◆ **Passage provided**:
--
The random variable \((X, Y)\) has a pmf, defined by the joint probability, \(p(x, y) = {\bf P}(X=x, Y=y)\). It is also not uncommon to write \(p(x\ |\ y)\) to mean the conditional probability \({\bf P}(X=x\ |\ Y=y)\).⁸ The cdf for \((X, Y)\) is defined by setting

\(F_{(X,Y)}(x, y) = {\bf P}(X \leq x, Y \leq y) = \sum_{t\leq x}\sum_{u\leq y} p(t, u)\)

(where each \(t\) is in the target of \(X\), and \(u\) in target of \(Y\)).⁹

Joint probability table. With two discrete random variables \(X, Y\), you can write a probability table of the joint probabilities \(p(x,y)\) (this describes the pmf of \((X, Y)\)). Of course, once the size of \(\Omega\) gets to be too big, it makes less sense to do this.

Exercise 5. Given the joint probability table below, ¹⁰ find \(F_{(X,Y)}(2, 1) = {\bf P}(X\le 2, Y\le 1)\).
--
◆ **Entries supplied**:
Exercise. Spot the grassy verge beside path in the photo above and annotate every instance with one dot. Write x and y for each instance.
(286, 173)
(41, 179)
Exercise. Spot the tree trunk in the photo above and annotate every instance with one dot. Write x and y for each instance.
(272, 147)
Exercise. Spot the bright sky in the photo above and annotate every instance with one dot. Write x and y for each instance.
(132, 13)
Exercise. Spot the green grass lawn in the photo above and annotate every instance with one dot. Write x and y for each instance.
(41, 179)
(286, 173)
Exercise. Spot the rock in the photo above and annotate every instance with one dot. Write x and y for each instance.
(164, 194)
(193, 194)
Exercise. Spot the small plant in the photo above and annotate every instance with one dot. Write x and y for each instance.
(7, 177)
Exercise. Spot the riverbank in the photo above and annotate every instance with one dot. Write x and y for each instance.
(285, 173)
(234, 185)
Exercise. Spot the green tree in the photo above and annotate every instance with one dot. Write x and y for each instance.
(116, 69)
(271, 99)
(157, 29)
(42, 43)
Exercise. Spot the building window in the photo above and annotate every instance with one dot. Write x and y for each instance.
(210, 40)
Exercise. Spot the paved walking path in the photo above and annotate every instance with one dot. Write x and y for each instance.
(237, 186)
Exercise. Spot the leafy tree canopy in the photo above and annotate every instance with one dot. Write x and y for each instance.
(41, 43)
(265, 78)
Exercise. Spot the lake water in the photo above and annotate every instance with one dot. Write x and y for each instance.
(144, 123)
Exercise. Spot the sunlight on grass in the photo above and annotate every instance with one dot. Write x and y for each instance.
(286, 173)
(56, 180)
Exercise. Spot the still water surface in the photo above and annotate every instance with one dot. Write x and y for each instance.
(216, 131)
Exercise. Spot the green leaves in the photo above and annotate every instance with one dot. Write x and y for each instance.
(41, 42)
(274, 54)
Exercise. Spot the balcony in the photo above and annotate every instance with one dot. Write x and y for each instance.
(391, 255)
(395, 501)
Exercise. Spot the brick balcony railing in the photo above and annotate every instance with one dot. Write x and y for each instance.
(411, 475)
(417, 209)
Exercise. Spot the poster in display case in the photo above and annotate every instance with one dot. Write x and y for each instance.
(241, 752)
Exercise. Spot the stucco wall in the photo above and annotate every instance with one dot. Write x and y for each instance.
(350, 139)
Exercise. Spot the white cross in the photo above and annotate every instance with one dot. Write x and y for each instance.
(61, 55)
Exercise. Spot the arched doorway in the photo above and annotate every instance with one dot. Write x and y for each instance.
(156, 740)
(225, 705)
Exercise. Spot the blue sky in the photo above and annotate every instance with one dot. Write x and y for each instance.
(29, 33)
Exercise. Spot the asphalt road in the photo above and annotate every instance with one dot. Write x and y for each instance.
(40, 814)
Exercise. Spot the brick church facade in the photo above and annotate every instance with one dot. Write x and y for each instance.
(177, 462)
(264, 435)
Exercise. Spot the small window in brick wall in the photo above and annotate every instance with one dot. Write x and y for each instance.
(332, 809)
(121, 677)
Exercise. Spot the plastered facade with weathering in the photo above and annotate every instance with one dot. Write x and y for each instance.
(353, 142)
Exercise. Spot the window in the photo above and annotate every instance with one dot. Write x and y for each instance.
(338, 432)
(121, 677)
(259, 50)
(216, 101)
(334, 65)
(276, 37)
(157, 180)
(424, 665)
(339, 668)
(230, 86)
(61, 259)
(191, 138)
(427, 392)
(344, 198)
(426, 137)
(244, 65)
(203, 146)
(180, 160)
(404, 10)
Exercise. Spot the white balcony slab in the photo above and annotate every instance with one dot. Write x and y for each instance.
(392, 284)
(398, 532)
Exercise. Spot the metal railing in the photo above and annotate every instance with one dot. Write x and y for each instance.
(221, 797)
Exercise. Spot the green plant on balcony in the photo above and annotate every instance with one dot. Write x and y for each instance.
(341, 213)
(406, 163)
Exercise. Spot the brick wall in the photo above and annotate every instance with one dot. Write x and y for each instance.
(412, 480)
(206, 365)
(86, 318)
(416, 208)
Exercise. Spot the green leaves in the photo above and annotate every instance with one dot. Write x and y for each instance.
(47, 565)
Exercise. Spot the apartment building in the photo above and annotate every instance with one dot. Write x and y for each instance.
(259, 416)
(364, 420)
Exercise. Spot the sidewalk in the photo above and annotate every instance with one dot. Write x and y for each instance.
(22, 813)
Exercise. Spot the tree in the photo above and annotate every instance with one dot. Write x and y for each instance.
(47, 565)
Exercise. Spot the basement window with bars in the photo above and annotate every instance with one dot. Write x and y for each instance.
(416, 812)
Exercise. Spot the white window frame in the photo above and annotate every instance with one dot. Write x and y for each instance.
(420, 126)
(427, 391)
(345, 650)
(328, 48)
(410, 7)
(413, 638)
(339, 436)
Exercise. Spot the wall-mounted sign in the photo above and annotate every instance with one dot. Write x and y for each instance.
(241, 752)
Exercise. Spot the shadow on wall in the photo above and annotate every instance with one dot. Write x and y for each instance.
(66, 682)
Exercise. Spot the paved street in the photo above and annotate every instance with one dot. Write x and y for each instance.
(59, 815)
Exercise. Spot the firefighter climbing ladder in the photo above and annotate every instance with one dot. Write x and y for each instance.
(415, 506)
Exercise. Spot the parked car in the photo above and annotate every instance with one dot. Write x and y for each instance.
--
◆ **Set task 1**:
Answer the following from the passage on joint probability for two discrete random variables, one answer per line and marked alike.
(a) What does the notation \(p(x\ |\ y)\) stand for?
(b) What does a joint probability table of the values \(p(x,y)\) describe?
(c) When does writing out such a table make less sense?
◆ **Set task 2**: Carry on with the passage on joint probability for two discrete random variables, picking up right after its final sentence.

◆ **Response 1**:
(a) The conditional probability \({\bf P}(X=x\ |\ Y=y)\).
(b) The pmf of \((X, Y)\).
(c) Once the size of \(\Omega\) gets to be too big.

◆ **Response 2**:
\(Y\ \big\\ \ X\)	1	2	3	4
3	1/8	0	0	0
2	1/8	1/8	0	0
1	1/8	1/8	1/8	0
0	1/16	1/16	1/16	1/16

The Sum Rule. Given a multivariate random variable \((X, Y)\), distributed according to \(p(x, y)\), it is immediate from definitions that \(p(x\ |\ y)p_Y(y) = p(x, y)\). There is another identity, allowing you to find \(p_X\) from the joint distribution.¹¹ It can be quite useful and involves summing over possible values of \(Y\). Suppose that \(\mathcal T_Y = \{y_1, y_2, \ldots, y_k\}\) is the target space of \(Y\). Then we get the

Sum Rule
\(p_X(x) = \sum_{i=1}^kp(x, y_i)\), which also equals \(\sum_{i=1}^kp(x\ |\ y_i)p_Y(y_i)\).

Exercise 6. From the previous joint probability table, use the sum rule to find \(p_X(1)\) and \(p_Y(0)\). Your answers should satisfy \(p_X(1)p_Y(0) = \frac{7}{64}\); note this is different than the joint probability \(p(1, 0) = \frac{1}{16}\).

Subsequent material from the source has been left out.